### Problem to work on
Write the next part of the piece on celebrity thinness and the obsession with weight, picking up after its final sentence.

Everyone seems to have forgotten that we eat to sustain ourselves and for pleasure. Obese people guiltily munch their way through forbidden pleasures while skinnies either yearn to be able to dip into the buffet or do so, then purge themselves afterwards. It must be largely because we have reached an unprecedented obsession with weight. Why should we care? If celebs want to starve themselves, let them.
But it's more complicated than that when pictures of celebrities that would make Twiggy look positively curvaceous grace every celeb magazine going, with straplines declaring how thin they are, yet inside there are tips on Victoria Beckham's post baby diet.
Many of these magazines are read by girls as young as 10. And if they make grown women worry about their weight, what will they do to a sensitive pre-pubescent trying to shift the puppy fat?
Anorexic clinics are reporting surges in pre-teen and young teen admission.
And it is no wonder.
With every image of Kate Bosworth's painfully childlike frame or Victoria Beckham's 23-inch waist (the size of an average seven-year-old boy's) we become more used to that being touted as the feminine ideal until it no longer looks so odd.

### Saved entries
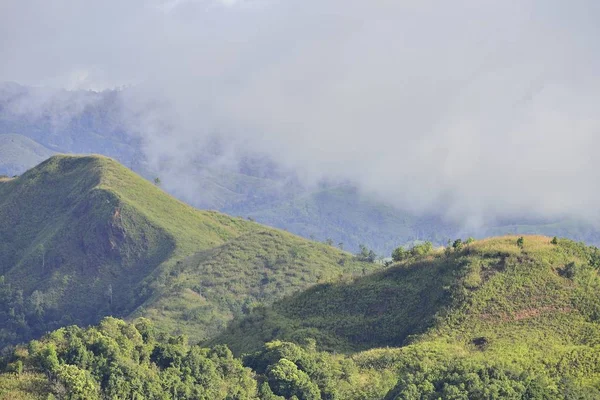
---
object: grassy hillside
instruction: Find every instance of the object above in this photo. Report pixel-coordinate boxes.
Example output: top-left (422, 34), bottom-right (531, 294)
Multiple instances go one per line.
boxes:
top-left (0, 156), bottom-right (373, 348)
top-left (0, 236), bottom-right (600, 400)
top-left (215, 236), bottom-right (600, 387)
top-left (0, 134), bottom-right (54, 176)
top-left (233, 185), bottom-right (456, 257)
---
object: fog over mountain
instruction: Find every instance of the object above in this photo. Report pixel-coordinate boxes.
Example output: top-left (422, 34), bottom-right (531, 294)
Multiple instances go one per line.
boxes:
top-left (0, 0), bottom-right (600, 226)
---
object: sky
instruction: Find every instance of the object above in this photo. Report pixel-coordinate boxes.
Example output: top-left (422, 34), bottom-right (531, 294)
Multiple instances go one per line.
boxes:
top-left (0, 0), bottom-right (600, 225)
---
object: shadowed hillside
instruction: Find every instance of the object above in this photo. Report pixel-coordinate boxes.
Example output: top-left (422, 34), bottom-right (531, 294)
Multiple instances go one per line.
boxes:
top-left (0, 156), bottom-right (375, 348)
top-left (0, 134), bottom-right (55, 176)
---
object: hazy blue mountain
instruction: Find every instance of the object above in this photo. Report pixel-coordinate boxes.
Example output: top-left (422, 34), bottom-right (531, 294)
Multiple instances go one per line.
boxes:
top-left (0, 134), bottom-right (55, 176)
top-left (0, 83), bottom-right (600, 256)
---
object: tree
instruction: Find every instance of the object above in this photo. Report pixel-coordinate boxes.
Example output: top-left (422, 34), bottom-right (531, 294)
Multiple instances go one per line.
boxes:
top-left (410, 241), bottom-right (433, 257)
top-left (444, 239), bottom-right (452, 257)
top-left (392, 246), bottom-right (410, 262)
top-left (356, 244), bottom-right (377, 262)
top-left (452, 239), bottom-right (463, 251)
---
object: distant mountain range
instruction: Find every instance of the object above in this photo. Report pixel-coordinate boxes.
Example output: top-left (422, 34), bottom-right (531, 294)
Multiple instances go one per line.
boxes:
top-left (0, 155), bottom-right (378, 348)
top-left (0, 84), bottom-right (600, 257)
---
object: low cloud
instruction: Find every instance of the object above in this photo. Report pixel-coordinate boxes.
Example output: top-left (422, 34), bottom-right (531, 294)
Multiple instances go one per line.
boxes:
top-left (0, 0), bottom-right (600, 225)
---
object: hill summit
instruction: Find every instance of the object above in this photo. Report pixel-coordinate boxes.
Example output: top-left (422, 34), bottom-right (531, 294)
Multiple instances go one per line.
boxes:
top-left (0, 155), bottom-right (372, 342)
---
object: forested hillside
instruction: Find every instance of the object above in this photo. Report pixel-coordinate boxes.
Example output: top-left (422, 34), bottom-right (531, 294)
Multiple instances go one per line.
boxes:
top-left (0, 156), bottom-right (376, 350)
top-left (0, 134), bottom-right (54, 177)
top-left (0, 236), bottom-right (600, 400)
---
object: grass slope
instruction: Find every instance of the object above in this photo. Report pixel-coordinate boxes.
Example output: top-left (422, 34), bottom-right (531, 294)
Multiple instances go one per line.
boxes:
top-left (237, 185), bottom-right (455, 256)
top-left (0, 156), bottom-right (372, 346)
top-left (215, 236), bottom-right (600, 392)
top-left (0, 134), bottom-right (55, 176)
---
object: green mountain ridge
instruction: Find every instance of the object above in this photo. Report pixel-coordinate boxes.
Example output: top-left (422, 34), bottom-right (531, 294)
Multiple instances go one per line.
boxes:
top-left (0, 155), bottom-right (374, 348)
top-left (0, 133), bottom-right (55, 176)
top-left (0, 236), bottom-right (600, 400)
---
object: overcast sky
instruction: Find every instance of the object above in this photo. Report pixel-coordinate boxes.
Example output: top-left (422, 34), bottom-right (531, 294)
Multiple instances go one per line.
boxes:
top-left (0, 0), bottom-right (600, 223)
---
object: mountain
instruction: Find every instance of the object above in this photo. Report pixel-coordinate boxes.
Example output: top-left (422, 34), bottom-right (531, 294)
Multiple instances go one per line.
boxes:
top-left (0, 236), bottom-right (600, 400)
top-left (230, 184), bottom-right (457, 257)
top-left (0, 134), bottom-right (55, 176)
top-left (219, 236), bottom-right (600, 352)
top-left (0, 83), bottom-right (600, 256)
top-left (0, 155), bottom-right (377, 344)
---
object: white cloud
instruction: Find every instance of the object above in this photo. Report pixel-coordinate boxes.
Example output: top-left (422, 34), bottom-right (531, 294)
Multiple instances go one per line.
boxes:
top-left (0, 0), bottom-right (600, 225)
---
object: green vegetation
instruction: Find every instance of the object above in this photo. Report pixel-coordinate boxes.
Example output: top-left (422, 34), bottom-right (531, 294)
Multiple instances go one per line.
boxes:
top-left (0, 156), bottom-right (600, 400)
top-left (0, 237), bottom-right (600, 400)
top-left (0, 156), bottom-right (376, 345)
top-left (212, 237), bottom-right (600, 398)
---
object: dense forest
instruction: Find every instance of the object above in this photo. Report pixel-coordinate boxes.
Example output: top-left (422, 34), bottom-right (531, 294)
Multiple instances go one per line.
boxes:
top-left (0, 156), bottom-right (600, 400)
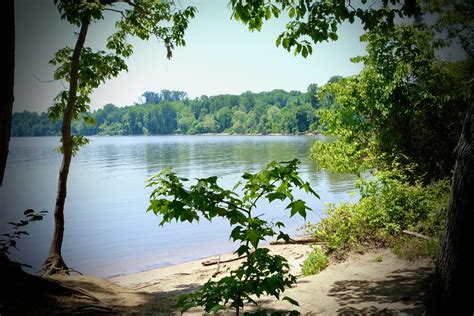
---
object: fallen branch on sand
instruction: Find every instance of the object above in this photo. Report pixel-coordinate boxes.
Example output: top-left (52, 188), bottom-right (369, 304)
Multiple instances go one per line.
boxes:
top-left (402, 230), bottom-right (436, 241)
top-left (201, 256), bottom-right (247, 267)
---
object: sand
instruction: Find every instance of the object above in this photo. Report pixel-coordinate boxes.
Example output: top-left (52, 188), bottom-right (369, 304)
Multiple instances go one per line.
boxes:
top-left (39, 245), bottom-right (433, 315)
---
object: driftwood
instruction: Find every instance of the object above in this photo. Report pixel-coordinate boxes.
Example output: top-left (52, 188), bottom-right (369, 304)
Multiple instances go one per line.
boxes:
top-left (270, 236), bottom-right (317, 245)
top-left (402, 230), bottom-right (436, 241)
top-left (201, 255), bottom-right (247, 266)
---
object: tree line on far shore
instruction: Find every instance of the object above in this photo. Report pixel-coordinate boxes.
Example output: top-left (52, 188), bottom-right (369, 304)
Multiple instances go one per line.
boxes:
top-left (12, 76), bottom-right (341, 136)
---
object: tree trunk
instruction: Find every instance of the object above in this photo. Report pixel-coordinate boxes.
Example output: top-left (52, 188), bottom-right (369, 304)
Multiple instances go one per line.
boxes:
top-left (427, 94), bottom-right (474, 315)
top-left (0, 0), bottom-right (15, 186)
top-left (42, 12), bottom-right (91, 275)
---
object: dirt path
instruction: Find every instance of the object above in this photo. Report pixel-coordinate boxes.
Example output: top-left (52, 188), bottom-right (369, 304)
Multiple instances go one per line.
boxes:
top-left (4, 245), bottom-right (433, 315)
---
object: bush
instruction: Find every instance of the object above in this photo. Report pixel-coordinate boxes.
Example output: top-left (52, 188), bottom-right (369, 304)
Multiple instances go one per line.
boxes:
top-left (301, 248), bottom-right (329, 276)
top-left (307, 171), bottom-right (449, 253)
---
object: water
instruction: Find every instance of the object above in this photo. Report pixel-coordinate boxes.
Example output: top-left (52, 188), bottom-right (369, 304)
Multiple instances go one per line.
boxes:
top-left (0, 136), bottom-right (356, 277)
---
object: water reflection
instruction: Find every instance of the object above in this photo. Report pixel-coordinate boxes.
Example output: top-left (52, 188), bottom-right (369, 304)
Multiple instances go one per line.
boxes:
top-left (0, 136), bottom-right (362, 276)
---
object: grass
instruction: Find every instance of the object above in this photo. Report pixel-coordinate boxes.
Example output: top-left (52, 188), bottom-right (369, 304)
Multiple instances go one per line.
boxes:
top-left (301, 248), bottom-right (329, 276)
top-left (307, 172), bottom-right (449, 260)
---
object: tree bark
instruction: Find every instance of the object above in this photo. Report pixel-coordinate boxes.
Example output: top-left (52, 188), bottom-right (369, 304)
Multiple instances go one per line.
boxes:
top-left (42, 12), bottom-right (91, 275)
top-left (0, 0), bottom-right (15, 186)
top-left (426, 93), bottom-right (474, 315)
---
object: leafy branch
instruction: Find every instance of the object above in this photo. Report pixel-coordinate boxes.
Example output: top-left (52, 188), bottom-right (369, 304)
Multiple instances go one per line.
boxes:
top-left (0, 209), bottom-right (48, 262)
top-left (147, 159), bottom-right (319, 314)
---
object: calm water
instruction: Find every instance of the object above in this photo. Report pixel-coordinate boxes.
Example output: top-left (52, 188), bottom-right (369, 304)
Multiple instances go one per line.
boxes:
top-left (0, 136), bottom-right (356, 277)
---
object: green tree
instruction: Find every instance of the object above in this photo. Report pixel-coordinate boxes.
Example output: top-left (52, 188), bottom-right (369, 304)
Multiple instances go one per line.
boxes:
top-left (147, 160), bottom-right (318, 315)
top-left (43, 0), bottom-right (195, 275)
top-left (231, 0), bottom-right (474, 314)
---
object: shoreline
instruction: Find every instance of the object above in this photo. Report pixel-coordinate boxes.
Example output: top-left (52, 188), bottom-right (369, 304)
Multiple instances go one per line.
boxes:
top-left (106, 238), bottom-right (314, 292)
top-left (12, 132), bottom-right (323, 138)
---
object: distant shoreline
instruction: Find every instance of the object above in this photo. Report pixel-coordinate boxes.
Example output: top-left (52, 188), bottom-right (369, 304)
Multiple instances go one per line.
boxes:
top-left (11, 132), bottom-right (322, 138)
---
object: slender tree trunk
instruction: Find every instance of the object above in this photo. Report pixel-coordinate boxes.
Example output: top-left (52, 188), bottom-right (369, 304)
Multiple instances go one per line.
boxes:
top-left (427, 93), bottom-right (474, 315)
top-left (0, 0), bottom-right (15, 186)
top-left (42, 12), bottom-right (91, 275)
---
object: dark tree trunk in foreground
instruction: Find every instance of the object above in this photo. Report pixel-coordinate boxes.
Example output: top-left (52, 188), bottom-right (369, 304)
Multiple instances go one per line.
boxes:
top-left (42, 12), bottom-right (91, 275)
top-left (0, 0), bottom-right (15, 186)
top-left (427, 93), bottom-right (474, 315)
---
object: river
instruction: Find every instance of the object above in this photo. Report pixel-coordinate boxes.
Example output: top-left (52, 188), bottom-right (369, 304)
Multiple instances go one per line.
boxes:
top-left (0, 136), bottom-right (356, 277)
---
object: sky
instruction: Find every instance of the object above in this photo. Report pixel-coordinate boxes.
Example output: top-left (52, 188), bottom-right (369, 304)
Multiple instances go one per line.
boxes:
top-left (13, 0), bottom-right (365, 112)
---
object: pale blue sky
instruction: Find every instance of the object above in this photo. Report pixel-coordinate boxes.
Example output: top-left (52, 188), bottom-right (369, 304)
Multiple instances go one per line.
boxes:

### Result for this task
Once, Elizabeth Hurley paraded in her safety-pin Versace frock. Now she would look big sat next to Richie et al.
There is another bizarre twist to the whole 00 phenomenon. Some claim clothes manufacturers have stuck the smaller labels on larger clothes in an act known as vanity sizing.
So we are apparently not getting smaller - our clothes are getting bigger.
Well, that may be true in the real world, but in celebsville there is no doubt that many are shrinking.
Known as lollipop ladies because their skinny frames make their heads look so large, the super-slim have taken over from their 80s pneumatic counterparts in tinseltown.
Come back Pamela Anderson in your red swimsuit and fake boobs, all is forgiven. At least you made us feel we could eat.